** start Material provided **

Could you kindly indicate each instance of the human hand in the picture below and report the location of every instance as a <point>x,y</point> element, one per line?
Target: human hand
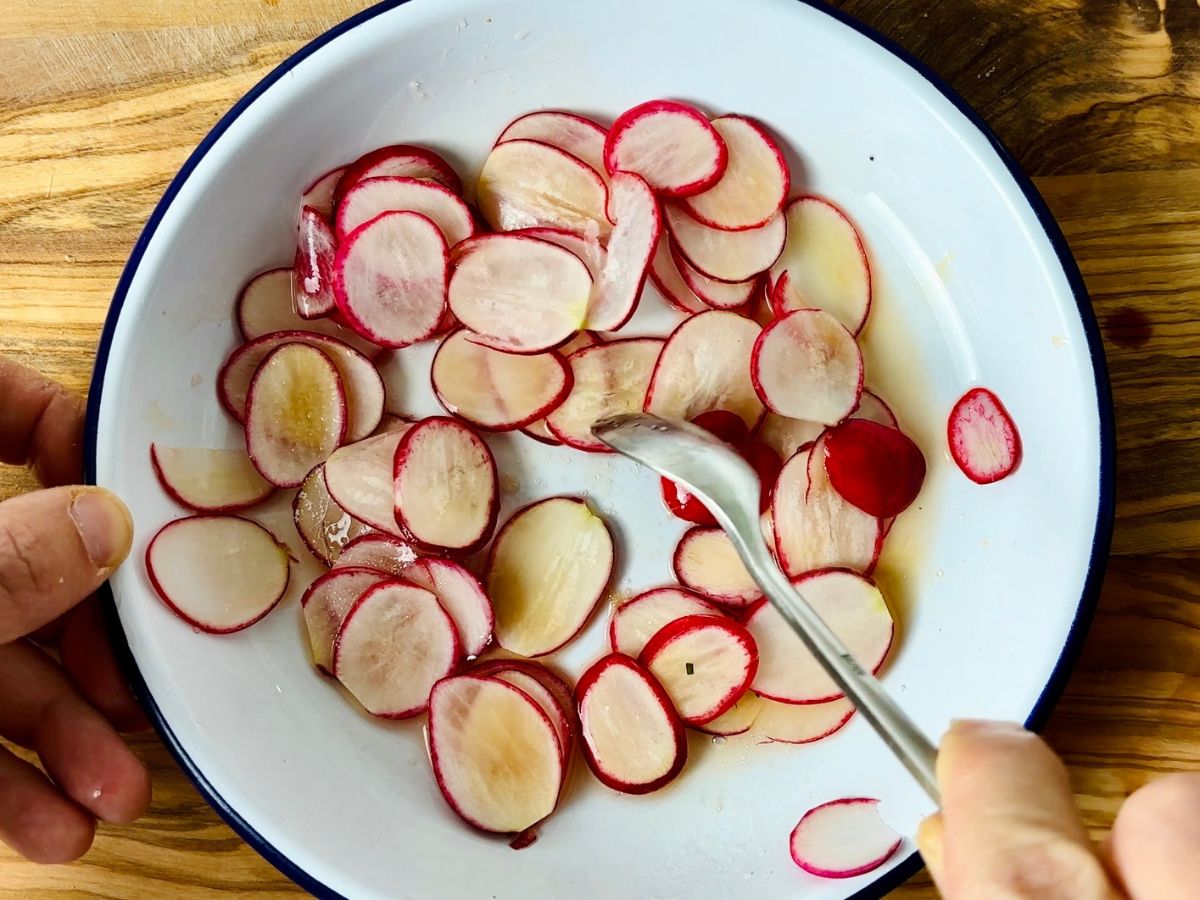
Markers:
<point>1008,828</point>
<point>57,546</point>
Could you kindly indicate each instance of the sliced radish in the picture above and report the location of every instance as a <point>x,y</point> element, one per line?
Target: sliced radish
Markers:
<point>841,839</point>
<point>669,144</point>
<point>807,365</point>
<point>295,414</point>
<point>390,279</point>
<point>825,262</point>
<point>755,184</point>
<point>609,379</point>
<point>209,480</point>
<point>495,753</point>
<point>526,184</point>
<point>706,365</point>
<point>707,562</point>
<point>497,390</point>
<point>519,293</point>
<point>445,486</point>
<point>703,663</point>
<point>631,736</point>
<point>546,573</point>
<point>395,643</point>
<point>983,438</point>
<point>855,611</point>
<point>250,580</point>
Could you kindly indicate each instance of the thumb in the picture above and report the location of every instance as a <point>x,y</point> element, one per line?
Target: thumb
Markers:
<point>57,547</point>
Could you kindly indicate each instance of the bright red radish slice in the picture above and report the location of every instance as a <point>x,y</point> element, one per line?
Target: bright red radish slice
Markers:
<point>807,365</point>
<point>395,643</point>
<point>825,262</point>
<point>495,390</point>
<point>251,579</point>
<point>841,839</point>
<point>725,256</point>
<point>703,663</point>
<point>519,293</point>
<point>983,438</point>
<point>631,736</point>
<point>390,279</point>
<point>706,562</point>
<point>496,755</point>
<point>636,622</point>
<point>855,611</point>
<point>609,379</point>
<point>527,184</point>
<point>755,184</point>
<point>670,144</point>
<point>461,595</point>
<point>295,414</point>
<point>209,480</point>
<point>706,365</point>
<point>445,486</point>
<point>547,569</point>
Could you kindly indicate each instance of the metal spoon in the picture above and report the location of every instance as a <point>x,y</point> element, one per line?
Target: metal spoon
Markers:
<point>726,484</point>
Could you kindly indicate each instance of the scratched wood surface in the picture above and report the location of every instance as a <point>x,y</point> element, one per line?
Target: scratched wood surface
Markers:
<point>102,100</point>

** end Material provided **

## Exercise requirements
Could you rewrite all of the items above with every "Markers" changed to "Points" and everything else left as it is? Leave the picture out of your answer.

## Response to the exercise
Could you kindly indicate each instance of the human hand in the picture below and report the location of every instance as a <point>x,y</point> element, one per line?
Target: human hand
Points:
<point>1008,828</point>
<point>57,546</point>
Could you kindly indicate each instance of the sliced radish in the picture above and report the location of every instance as a <point>x,y</point> element, one per line?
Target: sliced radish
Points:
<point>841,839</point>
<point>669,144</point>
<point>807,365</point>
<point>295,414</point>
<point>390,279</point>
<point>825,262</point>
<point>755,184</point>
<point>609,379</point>
<point>209,480</point>
<point>495,753</point>
<point>526,184</point>
<point>706,365</point>
<point>707,562</point>
<point>497,390</point>
<point>519,293</point>
<point>445,486</point>
<point>703,663</point>
<point>631,736</point>
<point>546,573</point>
<point>395,643</point>
<point>983,438</point>
<point>855,611</point>
<point>250,580</point>
Could you kindly indicate each instance of the thumb in the picture above and report the location of every instance as a <point>x,y</point> element, one per line?
Target: thumb
Points:
<point>57,547</point>
Could you kindly indicate each instance of the bright red radish slice in the picture above and report the location of every instance as a <point>x,y</point> element, one per line?
Target: bright red radish slice
Points:
<point>807,365</point>
<point>395,643</point>
<point>825,262</point>
<point>495,390</point>
<point>251,579</point>
<point>841,839</point>
<point>725,256</point>
<point>703,663</point>
<point>519,293</point>
<point>983,438</point>
<point>631,736</point>
<point>390,279</point>
<point>706,562</point>
<point>496,755</point>
<point>636,622</point>
<point>855,611</point>
<point>609,379</point>
<point>527,184</point>
<point>755,184</point>
<point>670,144</point>
<point>461,595</point>
<point>295,414</point>
<point>209,480</point>
<point>706,365</point>
<point>445,486</point>
<point>547,569</point>
Could you kindly indicate each instance of the metal spoon in the picture above and report the location of every instance as a <point>x,y</point> element, one per line?
Target: metal spoon
Points:
<point>726,484</point>
Could you kindly indicate each instance of the scratched wood surface in the picture above and report the location of every instance as a <point>x,y</point> element, one per line?
Target: scratched wood surface
Points:
<point>102,100</point>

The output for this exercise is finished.